■ Your instructions
Repeat the lines from the line with "Objective — for every instance of the foal's ear, place" to the line with "Objective — for every instance of the mare's ear, place" in the listing below, keeping both end lines and adding nothing.

= = = = =

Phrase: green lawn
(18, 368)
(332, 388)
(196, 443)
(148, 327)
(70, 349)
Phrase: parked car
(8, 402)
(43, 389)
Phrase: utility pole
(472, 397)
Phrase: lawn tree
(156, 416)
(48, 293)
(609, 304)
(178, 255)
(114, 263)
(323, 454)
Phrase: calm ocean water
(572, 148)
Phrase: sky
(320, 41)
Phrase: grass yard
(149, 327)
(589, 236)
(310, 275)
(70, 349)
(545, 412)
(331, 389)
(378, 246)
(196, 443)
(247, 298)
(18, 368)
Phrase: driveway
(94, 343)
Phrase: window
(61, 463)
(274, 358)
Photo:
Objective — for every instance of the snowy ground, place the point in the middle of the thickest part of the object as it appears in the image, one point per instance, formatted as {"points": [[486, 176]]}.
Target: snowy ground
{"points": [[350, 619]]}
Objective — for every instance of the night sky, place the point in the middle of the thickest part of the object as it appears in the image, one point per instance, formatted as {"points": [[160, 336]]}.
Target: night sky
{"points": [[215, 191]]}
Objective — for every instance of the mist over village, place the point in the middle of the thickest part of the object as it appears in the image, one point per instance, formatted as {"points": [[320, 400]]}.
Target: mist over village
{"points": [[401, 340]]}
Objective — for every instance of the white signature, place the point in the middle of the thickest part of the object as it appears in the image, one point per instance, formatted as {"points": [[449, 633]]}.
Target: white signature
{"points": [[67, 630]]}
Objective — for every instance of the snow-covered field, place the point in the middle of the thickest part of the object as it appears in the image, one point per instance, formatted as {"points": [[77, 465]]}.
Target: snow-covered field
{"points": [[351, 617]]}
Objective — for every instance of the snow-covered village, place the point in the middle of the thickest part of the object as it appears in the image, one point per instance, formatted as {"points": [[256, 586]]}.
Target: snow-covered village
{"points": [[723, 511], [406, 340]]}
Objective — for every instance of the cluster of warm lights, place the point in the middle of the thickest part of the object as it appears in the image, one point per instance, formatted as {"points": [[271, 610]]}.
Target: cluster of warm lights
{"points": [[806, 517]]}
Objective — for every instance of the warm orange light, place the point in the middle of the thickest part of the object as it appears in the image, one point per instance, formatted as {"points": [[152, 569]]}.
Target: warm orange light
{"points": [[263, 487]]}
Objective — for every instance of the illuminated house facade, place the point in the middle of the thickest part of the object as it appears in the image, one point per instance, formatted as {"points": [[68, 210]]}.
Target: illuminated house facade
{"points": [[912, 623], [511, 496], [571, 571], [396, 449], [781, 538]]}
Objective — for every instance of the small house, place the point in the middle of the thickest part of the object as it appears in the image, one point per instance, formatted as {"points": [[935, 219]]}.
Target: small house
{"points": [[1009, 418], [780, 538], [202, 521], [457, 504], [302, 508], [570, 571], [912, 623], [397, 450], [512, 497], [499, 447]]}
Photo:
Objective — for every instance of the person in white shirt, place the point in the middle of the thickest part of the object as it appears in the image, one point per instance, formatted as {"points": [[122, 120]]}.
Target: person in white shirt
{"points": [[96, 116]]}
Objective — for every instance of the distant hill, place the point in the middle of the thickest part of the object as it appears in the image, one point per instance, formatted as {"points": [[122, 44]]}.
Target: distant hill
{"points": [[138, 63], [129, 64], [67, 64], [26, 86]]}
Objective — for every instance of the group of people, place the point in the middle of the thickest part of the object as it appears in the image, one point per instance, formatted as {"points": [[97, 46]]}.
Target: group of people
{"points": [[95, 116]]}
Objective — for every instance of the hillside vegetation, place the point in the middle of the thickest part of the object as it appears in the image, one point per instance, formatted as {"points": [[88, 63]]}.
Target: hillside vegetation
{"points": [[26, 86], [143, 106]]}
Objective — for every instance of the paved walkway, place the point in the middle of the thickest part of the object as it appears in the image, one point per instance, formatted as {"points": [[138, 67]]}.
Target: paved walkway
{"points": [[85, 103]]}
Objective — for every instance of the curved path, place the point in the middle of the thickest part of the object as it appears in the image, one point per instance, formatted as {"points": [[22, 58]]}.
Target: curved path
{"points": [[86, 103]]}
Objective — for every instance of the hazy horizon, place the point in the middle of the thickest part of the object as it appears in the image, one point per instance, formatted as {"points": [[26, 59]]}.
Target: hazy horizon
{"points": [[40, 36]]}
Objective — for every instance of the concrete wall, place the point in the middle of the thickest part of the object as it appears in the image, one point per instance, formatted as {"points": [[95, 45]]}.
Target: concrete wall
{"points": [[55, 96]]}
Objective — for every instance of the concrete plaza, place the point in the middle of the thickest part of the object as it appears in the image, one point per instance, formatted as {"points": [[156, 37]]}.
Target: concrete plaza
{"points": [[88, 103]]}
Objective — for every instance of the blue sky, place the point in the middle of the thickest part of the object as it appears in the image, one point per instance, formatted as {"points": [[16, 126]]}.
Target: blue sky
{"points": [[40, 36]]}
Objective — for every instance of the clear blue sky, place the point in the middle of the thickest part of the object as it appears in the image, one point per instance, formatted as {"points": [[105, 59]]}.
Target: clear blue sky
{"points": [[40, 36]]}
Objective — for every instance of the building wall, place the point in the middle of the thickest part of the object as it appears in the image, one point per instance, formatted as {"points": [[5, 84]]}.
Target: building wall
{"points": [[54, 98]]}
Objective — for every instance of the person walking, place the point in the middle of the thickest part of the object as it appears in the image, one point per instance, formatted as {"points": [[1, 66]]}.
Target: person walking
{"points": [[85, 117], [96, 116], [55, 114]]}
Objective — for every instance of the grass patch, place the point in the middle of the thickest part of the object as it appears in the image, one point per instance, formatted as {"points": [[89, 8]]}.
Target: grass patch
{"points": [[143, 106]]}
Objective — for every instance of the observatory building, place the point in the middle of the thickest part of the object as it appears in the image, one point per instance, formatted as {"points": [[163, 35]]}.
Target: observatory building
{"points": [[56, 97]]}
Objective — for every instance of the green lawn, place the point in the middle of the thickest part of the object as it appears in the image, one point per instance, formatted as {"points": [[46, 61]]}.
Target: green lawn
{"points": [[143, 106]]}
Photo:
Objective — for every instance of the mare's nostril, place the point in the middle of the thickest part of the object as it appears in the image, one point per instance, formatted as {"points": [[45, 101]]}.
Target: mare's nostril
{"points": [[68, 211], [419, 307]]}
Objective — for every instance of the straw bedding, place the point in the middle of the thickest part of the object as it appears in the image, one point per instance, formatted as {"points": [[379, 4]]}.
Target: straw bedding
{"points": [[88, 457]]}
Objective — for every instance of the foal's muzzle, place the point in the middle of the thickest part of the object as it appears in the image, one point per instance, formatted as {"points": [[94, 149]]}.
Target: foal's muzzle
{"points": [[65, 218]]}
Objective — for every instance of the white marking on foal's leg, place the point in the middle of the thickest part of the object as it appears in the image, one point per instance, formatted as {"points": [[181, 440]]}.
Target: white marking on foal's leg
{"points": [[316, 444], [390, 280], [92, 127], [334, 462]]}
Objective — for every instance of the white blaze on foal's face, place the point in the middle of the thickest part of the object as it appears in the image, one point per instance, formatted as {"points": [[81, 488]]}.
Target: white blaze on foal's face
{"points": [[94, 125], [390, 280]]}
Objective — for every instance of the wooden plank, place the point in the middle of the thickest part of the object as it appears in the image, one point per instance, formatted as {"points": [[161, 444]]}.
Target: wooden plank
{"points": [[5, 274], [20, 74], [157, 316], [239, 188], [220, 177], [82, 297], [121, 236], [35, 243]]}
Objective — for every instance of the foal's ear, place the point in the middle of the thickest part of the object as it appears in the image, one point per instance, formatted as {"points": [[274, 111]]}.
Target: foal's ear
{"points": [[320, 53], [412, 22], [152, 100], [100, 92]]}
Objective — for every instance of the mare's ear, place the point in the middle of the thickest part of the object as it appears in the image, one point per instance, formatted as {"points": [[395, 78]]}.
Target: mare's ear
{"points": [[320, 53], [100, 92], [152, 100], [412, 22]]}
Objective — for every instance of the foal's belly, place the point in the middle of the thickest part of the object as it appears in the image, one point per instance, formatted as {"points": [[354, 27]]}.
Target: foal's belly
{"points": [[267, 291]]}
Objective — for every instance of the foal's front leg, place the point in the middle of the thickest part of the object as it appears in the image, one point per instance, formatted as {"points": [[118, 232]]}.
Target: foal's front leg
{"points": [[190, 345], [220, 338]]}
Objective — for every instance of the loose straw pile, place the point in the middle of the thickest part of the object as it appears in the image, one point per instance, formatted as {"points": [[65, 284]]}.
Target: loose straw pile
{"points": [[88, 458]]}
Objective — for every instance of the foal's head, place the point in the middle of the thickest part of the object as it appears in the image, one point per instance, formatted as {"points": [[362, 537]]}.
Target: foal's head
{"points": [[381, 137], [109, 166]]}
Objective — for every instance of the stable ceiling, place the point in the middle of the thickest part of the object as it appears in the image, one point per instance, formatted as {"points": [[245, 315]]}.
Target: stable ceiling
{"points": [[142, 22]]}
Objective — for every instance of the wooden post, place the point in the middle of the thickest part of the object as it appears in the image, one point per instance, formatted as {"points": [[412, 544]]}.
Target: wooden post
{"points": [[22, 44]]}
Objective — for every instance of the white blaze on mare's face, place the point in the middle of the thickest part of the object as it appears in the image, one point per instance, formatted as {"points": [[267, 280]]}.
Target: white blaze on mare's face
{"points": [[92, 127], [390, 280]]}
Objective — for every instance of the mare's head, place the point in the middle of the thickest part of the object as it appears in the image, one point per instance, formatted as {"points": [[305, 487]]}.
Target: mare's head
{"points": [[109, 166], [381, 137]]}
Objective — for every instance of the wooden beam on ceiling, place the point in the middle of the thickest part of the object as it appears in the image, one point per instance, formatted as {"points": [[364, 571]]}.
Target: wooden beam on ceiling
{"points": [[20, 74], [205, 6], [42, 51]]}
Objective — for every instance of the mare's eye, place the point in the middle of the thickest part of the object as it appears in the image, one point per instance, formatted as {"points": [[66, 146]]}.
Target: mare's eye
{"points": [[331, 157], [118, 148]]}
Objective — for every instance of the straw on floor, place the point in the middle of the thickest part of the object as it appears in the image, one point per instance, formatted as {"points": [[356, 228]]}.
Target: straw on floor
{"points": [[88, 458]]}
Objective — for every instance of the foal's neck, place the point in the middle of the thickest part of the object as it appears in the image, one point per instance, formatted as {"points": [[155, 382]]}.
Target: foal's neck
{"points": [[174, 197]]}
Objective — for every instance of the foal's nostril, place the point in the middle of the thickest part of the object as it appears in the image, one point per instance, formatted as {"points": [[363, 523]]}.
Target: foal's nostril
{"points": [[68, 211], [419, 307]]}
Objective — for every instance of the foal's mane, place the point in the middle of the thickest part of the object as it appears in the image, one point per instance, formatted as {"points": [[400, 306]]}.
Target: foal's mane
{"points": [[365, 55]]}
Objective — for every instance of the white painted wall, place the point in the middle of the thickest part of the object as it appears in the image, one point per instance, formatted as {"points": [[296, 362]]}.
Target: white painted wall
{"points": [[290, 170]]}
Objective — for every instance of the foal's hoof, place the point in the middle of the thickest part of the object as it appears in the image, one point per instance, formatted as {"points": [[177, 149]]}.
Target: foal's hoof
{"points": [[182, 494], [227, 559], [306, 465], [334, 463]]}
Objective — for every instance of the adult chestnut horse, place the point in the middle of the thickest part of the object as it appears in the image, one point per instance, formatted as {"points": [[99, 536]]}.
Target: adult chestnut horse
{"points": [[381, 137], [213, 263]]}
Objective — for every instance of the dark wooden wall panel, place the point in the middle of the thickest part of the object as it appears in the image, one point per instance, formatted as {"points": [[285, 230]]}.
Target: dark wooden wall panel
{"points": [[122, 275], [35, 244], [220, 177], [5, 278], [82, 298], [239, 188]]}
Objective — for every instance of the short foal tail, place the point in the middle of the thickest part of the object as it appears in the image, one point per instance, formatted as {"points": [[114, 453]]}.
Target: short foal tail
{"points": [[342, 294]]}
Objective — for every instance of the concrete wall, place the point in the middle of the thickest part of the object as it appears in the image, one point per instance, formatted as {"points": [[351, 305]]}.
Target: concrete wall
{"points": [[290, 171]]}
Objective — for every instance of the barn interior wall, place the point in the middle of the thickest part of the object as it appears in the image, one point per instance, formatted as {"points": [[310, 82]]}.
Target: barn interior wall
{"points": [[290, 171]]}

= = = = =

■ Answer to the exercise
Objective — for every instance of the foal's ear, place the point in the middle of the thickest part of the object as it appears in the image, one point per instance, formatted as {"points": [[274, 111]]}.
Target: foal's ear
{"points": [[320, 53], [412, 22], [152, 100], [100, 92]]}
Objective — for every instance of the mare's ear, place the point in the middle of the thickest part of the object as it appears in the image, one point per instance, formatted as {"points": [[395, 78]]}.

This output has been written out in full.